▸ Exercise prompt:
Reproduce the passage on geriatrics in the United States word for word.

In the United States geriatrics is a neglected field. The reasons are not hard to find. Doctoring the elderly is intellectually taxing and extraordinarily time consuming. The elderly never present with a single problem. Their complaints are numerous due to co-morbidities involving different organ systems. In addition to addressing multiple symptoms, the doctor needs to sort out whether the patient’s ailments relate to a polypharmacy of drugs. If this were not taxing enough , obtaining a careful history is waylaid by the infirmities of old age. Patients are forgetful, are easily distracted from the key issues, and meander to the unrelated. Further, a doctor has to decipher whether the complaints are a consequence of the psychological stresses of daily living or augur some serious malady, while a depressed mood can magnify a commonplace disorder till it becomes a life-threatening condition.

▸ Input data:
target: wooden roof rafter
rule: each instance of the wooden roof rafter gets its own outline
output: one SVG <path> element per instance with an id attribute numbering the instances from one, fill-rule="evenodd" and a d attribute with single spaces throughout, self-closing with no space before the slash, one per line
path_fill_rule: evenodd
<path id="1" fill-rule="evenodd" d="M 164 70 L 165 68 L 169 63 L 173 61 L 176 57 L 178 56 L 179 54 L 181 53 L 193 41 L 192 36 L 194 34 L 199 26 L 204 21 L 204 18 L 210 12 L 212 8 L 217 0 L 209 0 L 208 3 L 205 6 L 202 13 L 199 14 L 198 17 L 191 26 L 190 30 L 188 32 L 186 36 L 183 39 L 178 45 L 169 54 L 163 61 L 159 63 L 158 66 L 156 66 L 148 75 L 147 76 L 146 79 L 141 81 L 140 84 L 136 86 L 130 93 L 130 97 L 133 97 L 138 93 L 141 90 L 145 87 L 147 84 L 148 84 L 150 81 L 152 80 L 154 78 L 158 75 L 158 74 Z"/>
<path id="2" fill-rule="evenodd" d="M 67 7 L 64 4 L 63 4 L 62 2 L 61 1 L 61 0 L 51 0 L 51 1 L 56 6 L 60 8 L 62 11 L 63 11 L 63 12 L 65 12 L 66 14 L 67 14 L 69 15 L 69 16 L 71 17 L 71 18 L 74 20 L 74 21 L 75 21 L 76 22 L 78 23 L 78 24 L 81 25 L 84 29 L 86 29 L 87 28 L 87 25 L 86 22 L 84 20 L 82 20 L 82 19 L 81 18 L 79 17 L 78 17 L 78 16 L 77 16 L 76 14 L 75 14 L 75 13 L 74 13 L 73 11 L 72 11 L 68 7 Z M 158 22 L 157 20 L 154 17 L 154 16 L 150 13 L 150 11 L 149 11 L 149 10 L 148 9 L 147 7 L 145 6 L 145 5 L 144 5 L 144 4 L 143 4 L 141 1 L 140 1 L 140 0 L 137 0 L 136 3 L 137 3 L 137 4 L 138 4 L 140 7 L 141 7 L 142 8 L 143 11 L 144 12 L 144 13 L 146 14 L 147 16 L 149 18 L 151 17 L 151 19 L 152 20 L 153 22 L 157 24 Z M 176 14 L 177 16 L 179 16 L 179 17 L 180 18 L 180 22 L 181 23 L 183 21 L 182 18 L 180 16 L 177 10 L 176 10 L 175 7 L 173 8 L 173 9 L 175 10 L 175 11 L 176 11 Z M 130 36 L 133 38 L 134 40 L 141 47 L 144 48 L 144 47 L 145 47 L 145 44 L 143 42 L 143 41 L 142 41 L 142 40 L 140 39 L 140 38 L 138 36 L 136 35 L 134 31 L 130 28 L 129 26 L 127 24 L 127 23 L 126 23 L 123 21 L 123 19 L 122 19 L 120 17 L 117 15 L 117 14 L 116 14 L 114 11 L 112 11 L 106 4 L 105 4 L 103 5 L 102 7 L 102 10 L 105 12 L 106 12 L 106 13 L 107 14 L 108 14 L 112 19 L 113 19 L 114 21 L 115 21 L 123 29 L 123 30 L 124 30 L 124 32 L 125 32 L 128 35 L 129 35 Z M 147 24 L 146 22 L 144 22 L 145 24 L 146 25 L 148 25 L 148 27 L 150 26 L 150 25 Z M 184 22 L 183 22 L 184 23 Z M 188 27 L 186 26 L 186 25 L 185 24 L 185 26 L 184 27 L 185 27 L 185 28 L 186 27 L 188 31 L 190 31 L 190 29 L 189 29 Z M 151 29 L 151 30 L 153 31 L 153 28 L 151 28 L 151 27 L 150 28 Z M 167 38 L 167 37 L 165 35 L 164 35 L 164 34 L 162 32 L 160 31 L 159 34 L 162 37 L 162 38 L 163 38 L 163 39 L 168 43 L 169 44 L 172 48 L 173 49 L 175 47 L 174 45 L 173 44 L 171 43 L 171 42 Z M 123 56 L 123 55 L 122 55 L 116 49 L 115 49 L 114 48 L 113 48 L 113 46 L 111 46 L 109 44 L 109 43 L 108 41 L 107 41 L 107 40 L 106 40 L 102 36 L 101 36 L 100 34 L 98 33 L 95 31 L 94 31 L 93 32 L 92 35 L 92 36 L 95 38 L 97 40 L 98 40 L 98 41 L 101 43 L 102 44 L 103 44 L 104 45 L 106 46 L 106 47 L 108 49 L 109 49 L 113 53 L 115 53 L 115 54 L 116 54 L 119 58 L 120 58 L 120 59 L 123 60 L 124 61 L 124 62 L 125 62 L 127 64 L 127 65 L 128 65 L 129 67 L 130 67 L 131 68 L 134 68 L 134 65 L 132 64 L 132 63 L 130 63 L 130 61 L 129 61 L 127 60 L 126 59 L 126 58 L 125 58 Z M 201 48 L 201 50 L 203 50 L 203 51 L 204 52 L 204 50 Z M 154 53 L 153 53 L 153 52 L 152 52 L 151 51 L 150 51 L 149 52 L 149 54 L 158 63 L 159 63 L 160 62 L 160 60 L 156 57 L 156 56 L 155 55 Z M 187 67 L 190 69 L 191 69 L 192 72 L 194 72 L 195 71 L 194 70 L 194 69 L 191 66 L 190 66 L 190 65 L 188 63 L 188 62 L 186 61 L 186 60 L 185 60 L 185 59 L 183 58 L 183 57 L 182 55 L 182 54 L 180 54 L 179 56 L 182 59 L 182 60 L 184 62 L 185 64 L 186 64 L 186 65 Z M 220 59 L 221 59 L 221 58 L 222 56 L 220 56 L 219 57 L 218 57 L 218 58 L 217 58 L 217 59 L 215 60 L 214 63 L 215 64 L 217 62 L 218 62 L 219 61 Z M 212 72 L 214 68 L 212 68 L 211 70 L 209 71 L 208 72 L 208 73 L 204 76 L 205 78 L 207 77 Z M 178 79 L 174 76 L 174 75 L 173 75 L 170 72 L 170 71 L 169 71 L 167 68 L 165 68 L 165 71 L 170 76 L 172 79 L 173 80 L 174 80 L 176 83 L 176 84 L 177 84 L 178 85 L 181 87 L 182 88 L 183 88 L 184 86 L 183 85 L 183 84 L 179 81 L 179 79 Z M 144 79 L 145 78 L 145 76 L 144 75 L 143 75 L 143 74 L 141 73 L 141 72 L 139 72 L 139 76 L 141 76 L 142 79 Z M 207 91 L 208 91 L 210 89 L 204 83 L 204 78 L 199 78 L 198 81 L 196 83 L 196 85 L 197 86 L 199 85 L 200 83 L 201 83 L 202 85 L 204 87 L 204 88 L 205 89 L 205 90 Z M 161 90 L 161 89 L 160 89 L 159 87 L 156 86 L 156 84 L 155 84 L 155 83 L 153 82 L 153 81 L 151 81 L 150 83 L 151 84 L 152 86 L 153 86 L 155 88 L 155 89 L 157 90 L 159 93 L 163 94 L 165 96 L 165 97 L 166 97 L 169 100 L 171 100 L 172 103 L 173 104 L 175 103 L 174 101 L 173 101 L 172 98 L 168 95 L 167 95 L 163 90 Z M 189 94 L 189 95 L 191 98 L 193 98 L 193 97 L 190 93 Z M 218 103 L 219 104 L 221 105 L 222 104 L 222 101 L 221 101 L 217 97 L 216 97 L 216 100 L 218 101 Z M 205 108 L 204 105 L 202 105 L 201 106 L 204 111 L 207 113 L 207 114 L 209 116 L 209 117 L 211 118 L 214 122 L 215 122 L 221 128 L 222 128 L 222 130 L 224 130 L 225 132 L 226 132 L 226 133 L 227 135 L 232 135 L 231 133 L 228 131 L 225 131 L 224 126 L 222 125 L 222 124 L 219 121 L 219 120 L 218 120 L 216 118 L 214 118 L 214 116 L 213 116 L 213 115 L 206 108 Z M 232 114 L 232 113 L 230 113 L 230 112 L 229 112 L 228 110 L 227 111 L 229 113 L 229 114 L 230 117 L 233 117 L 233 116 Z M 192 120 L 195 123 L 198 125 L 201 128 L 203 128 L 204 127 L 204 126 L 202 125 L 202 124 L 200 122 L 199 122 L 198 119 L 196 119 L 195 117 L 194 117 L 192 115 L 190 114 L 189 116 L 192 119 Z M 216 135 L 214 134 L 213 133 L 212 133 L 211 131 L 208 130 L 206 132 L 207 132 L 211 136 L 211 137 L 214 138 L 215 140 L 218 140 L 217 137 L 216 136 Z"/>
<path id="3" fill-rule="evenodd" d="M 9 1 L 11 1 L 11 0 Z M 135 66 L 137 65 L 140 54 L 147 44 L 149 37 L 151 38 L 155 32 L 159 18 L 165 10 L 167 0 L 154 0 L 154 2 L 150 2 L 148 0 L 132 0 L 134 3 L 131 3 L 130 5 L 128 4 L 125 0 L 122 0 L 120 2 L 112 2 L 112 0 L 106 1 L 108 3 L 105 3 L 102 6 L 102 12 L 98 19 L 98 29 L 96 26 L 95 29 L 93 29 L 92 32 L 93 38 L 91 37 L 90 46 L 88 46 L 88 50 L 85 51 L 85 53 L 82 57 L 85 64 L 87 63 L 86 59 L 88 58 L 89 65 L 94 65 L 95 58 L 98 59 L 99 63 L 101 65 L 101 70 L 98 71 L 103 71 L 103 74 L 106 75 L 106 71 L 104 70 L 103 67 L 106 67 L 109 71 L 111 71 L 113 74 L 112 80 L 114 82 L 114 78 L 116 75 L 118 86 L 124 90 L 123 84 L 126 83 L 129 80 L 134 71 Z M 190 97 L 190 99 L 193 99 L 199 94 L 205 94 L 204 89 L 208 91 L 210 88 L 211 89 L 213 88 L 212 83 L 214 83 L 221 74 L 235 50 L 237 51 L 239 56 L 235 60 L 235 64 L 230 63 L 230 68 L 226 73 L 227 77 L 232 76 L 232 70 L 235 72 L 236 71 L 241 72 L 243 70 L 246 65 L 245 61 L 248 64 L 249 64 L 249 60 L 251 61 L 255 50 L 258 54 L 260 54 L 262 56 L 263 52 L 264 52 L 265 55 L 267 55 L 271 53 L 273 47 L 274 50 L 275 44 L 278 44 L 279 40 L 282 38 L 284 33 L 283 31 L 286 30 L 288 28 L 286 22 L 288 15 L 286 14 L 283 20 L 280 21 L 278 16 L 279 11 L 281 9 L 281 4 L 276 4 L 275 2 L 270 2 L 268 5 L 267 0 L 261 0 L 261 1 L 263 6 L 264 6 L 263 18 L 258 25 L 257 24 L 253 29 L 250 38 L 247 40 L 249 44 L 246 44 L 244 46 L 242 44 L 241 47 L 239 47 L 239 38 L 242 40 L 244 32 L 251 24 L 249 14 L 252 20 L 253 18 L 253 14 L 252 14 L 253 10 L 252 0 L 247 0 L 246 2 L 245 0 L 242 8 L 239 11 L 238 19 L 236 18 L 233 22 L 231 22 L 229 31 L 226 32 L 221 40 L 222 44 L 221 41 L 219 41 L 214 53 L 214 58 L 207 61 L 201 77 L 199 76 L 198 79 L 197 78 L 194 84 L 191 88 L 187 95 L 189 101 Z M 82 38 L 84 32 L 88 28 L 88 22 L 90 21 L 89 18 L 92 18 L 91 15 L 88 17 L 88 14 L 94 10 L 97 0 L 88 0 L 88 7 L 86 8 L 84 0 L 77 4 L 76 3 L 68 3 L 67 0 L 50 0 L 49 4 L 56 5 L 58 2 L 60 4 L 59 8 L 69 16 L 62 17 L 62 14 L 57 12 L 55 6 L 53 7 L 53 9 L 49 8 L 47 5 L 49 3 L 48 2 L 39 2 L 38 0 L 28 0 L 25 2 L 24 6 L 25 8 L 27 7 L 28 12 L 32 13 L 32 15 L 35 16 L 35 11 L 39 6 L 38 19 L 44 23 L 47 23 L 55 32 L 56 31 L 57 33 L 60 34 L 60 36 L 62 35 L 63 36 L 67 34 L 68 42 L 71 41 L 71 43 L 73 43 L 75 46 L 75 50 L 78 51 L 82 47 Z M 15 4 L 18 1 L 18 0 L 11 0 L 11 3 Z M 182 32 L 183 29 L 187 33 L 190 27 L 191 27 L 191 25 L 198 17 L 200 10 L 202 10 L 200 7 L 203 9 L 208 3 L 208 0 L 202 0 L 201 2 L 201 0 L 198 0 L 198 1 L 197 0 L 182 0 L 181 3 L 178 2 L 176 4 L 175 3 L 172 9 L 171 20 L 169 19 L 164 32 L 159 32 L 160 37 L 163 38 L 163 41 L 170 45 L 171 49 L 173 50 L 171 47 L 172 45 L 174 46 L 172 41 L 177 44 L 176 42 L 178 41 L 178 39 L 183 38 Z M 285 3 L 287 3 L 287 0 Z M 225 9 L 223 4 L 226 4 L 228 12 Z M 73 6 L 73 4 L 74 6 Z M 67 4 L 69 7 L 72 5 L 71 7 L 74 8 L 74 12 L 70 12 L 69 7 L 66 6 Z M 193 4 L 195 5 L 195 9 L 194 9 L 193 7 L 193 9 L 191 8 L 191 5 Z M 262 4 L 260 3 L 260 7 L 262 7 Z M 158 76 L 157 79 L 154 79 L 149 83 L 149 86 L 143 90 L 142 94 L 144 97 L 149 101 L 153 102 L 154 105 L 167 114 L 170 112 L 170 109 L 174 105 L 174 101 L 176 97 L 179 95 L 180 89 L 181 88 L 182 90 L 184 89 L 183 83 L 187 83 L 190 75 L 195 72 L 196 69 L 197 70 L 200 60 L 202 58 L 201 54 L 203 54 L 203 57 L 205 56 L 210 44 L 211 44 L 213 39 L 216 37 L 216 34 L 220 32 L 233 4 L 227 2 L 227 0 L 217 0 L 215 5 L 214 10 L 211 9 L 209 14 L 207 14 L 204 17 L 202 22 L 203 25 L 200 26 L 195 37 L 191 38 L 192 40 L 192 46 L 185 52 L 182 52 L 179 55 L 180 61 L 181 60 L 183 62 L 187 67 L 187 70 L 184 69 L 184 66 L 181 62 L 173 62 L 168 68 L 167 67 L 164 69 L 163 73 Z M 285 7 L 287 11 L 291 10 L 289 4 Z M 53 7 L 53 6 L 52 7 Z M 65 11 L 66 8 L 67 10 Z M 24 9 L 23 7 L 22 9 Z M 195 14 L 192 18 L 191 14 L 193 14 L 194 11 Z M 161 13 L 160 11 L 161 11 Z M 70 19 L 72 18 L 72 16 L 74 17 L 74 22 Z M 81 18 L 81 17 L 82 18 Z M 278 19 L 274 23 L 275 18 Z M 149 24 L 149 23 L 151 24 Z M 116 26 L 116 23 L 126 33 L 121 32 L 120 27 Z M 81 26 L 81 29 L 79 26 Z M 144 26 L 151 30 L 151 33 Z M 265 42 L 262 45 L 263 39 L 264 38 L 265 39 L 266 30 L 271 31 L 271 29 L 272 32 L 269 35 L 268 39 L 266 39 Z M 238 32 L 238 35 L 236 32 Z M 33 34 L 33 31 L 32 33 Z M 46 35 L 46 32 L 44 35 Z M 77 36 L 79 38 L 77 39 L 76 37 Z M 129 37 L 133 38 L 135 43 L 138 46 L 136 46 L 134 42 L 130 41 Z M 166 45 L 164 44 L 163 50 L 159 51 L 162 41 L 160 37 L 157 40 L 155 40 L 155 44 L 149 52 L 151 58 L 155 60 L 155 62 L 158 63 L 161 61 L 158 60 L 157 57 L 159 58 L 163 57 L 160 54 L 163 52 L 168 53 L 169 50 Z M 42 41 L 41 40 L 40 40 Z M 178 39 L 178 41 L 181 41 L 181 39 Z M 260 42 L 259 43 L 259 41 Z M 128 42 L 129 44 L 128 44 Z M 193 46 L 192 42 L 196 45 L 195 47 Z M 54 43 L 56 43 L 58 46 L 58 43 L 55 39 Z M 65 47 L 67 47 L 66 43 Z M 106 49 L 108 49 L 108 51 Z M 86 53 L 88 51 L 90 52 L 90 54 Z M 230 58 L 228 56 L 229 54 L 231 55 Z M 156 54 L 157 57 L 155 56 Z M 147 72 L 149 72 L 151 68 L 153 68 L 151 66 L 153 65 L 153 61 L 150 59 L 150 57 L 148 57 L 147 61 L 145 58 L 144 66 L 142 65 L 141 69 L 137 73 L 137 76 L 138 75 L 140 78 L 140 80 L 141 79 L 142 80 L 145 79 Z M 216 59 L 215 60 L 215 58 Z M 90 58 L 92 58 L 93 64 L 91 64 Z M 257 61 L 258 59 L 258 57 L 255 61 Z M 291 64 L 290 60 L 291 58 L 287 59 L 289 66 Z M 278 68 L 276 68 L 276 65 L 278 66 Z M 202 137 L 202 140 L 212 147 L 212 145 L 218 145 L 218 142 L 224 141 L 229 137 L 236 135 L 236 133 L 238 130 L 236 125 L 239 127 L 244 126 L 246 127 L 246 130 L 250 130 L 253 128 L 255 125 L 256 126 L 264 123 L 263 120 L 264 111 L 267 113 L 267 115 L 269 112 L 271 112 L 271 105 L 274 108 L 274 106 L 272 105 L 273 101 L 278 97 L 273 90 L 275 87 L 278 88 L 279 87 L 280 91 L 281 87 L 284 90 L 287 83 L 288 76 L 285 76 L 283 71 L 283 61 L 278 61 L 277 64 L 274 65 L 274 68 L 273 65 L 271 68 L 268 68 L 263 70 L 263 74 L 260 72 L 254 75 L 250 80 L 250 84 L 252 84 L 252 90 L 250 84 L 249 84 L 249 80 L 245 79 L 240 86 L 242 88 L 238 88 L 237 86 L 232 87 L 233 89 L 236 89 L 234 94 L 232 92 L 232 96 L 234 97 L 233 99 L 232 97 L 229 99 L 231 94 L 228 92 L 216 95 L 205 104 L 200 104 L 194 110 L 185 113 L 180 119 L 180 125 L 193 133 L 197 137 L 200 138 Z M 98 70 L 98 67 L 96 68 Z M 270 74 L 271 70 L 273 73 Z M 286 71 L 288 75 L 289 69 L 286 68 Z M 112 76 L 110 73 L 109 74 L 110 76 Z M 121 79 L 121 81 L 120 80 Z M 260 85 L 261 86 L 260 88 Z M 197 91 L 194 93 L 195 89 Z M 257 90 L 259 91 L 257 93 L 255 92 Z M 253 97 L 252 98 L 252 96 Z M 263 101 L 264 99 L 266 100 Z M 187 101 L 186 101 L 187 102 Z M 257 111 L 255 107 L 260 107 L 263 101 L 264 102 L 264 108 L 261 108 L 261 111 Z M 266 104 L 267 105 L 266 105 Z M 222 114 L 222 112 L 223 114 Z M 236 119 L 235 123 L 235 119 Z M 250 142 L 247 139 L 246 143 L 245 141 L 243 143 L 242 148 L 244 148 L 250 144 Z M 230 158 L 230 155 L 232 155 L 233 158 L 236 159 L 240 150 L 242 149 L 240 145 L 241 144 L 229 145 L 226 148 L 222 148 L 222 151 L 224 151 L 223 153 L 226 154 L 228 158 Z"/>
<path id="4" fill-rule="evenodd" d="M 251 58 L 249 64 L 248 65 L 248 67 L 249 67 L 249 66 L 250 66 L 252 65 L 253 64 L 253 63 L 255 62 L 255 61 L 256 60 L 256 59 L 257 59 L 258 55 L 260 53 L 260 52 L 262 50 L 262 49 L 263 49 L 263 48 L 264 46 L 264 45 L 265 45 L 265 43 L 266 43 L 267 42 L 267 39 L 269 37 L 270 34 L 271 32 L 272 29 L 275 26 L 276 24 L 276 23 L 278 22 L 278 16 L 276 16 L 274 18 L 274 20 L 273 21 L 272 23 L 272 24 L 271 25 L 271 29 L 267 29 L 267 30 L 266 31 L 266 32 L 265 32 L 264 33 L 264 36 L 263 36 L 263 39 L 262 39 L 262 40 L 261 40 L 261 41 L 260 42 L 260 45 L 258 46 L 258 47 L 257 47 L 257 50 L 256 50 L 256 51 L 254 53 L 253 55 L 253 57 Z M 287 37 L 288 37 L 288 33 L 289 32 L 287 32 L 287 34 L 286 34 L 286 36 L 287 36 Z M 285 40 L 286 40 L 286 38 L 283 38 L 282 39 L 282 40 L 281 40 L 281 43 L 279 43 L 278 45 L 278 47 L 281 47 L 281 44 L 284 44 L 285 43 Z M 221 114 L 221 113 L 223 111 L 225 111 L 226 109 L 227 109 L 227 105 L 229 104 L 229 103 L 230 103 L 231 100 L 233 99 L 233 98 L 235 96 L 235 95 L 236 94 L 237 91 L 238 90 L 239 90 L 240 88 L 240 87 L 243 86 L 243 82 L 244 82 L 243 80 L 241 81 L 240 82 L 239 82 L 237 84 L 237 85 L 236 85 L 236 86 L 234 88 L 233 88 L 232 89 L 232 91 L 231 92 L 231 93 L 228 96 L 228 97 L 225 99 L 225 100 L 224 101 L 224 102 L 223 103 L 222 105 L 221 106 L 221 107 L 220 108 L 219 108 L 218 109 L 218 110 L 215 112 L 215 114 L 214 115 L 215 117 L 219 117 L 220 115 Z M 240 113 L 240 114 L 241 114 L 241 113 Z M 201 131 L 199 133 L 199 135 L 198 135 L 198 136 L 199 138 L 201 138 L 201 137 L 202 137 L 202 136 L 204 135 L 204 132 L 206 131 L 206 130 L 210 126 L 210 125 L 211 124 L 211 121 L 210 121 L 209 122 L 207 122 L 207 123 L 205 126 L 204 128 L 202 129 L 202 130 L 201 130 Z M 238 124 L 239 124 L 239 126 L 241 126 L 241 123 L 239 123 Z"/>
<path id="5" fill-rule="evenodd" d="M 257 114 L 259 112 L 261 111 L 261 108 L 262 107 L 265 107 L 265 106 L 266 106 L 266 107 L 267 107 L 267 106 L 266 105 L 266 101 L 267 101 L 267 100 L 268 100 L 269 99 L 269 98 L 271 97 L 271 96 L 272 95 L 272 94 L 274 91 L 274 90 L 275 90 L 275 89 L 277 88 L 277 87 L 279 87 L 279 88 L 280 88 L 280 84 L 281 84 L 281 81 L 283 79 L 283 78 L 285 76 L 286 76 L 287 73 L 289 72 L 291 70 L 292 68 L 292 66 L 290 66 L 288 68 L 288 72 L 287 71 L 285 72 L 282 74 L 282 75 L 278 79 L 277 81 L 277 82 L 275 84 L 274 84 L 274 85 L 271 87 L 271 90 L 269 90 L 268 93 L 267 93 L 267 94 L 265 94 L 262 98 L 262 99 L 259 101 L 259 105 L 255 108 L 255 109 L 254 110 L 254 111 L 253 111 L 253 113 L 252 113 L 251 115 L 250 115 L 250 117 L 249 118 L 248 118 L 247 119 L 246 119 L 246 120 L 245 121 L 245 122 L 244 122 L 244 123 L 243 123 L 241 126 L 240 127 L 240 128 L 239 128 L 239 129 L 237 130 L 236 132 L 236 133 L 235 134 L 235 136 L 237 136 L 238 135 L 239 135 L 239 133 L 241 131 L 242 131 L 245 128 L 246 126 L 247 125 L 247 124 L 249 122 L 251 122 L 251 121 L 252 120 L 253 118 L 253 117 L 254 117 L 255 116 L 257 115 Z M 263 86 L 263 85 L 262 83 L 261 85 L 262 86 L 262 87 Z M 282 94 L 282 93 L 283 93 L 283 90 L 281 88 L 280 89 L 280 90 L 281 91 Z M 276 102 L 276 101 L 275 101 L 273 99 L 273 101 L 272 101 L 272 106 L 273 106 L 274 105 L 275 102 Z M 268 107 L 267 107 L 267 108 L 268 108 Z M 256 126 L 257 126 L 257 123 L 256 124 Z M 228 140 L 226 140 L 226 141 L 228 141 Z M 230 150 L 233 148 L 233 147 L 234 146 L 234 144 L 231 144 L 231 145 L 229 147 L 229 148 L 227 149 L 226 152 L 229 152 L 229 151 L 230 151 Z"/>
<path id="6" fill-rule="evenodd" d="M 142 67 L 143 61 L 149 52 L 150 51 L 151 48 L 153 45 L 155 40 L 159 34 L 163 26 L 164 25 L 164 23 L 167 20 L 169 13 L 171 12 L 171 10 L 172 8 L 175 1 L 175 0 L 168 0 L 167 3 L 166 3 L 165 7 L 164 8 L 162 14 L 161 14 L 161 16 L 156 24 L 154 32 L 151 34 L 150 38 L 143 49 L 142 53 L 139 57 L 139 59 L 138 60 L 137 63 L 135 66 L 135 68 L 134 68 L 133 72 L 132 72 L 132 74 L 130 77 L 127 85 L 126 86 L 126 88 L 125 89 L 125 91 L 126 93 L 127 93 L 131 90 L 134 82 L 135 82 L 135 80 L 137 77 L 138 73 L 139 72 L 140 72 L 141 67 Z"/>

▸ Solution to this task:
In the United States geriatrics is a neglected field. The reasons are not hard to find. Doctoring the elderly is intellectually taxing and extraordinarily time consuming. The elderly never present with a single problem. Their complaints are numerous due to co-morbidities involving different organ systems. In addition to addressing multiple symptoms, the doctor needs to sort out whether the patient’s ailments relate to a polypharmacy of drugs. If this were not taxing enough , obtaining a careful history is waylaid by the infirmities of old age. Patients are forgetful, are easily distracted from the key issues, and meander to the unrelated. Further, a doctor has to decipher whether the complaints are a consequence of the psychological stresses of daily living or augur some serious malady, while a depressed mood can magnify a commonplace disorder till it becomes a life-threatening condition.